Estratto del documento

Sono solo alcuni degli interrogativi che animano il dialogo tra il teologo Enrico Garlaschelli e il filosofo Silvano Petrosino «Lo stare degli uomini» (Marietti, 108 pp.16 €) ove si tenta di riflettere sul gesto dell’abitare e sulle sue inevitabili implicazioni.
È una sorta di risalita a monte del problema che inerisce l’abitare come tema filosofico, «cioè come relativo ad una antropologia fondamentale le cui questioni, interrogazioni, ed impasses precedono ed eccedono le problematiche che impegnano le diverse discipline interessate al costruire e all’edificare».
Il filo rosso che attraversa il testo può essere individuato nel duplice livello attraverso cui si cerca di penetrare - e quindi di non limitarsi a definire - la nozione di luogo.
Da un lato quello del «chez soi» o luogo antropologico, che ha di mira il formarsi dell’ identità condivisa e che, secondo la celebrede finizione di Augé si contrappone ai «non-luoghi» dove non si danno senso e relazioni, ma solo spazi di transito poveri di umanità. Dall’ altro il luogo in chiave etico-ontologica, ove l’inquietudine che viene dall’ altro segna l’ esodo del sé dalla tana del suo abitare in proprio.
Petrosino parte da una constatazione di chiara provenienza heideggeriana, secondo la quale lo spazio per fare spazio come spazio necessita dell’uomo, ovvero lo spazio non è pensabile al di fuori di quell’ essere-al-mondo del soggetto, che è il luogo per eccellenza dell’ umano.

Consegne dell'esercizio
- A) Secondo il testo sul libro «Lo stare degli uomini», quale editore pubblica il volume?
- B) Nel testo sul libro «Lo stare degli uomini», la citazione sull'antropologia fondamentale nomina tre cose che "precedono ed eccedono le problematiche". Elencale tutte.
- C) Prosegui il testo sul libro «Lo stare degli uomini» dopo l'ultima frase riportata.

Righe di dati
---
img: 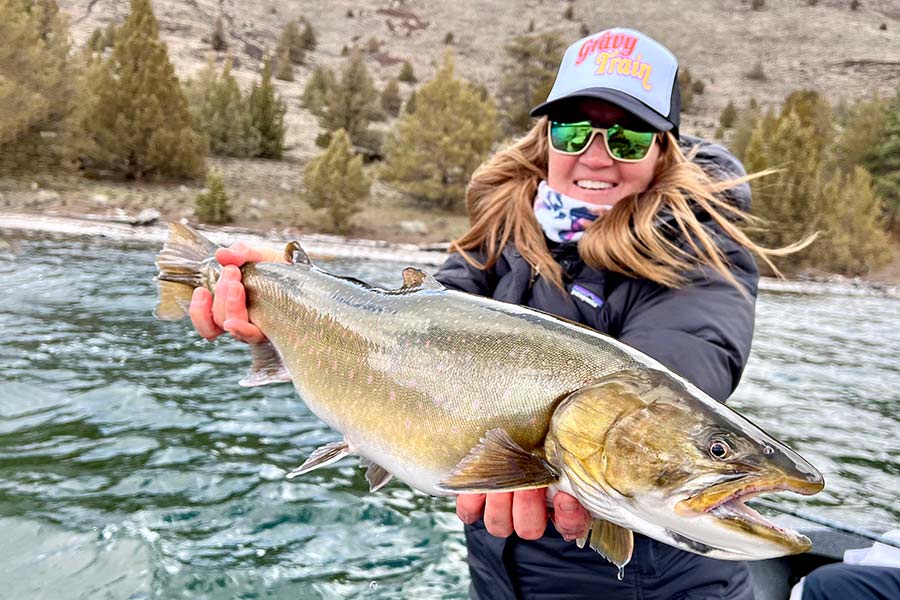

Risposte alle consegne
- A) Marietti.

- B) questioni, interrogazioni, impasses

- C)
In quanto abitante, l’uomo è chiamato a coltivare e custodire, come si evince dal verbo tedesco «bauen», che ha questo doppio significato. L’intuizione heideggeriana viene ulteriormente elaborata da Petrosino ricordando come il filosofo tedesco, senza mai citarlo, non abbia fatto altro che commentare Genesi 2,15.
In «Essere e tempo», tuttavia, il soggetto che abita il mondo non è abitato dall’altro: ma è proprio passando attraverso di esso che egli fa esperienza di questa eccedenza. Ulteriorità, sfasamento, traccia, infinito intrattenimento che gli fa misurare il suo essere mortale e finito e «condannato» - ecco il dramma dell’ esistere - a dare un senso al suo abitare.
Come afferma Derrida: «l’altro non si inventa», ma è colui che segna il passaggio dal mondo in cui il soggetto vive rinchiuso nel proprio godimento, al reale che è l’irruzione dell’alterità che sfugge ad ogni presa e ad ogni dominio, fino alla casa che è il luogo per eccellenza dell’ accoglienza. Di qui l’ exemplum di Babele, modalità inadeguata dell’abitare poiché rappresenta «il luogo emblematico di un costruire che distrugge», privo di relazioni umane e insieme attacco pieno di úbris alla supremazia di Dio.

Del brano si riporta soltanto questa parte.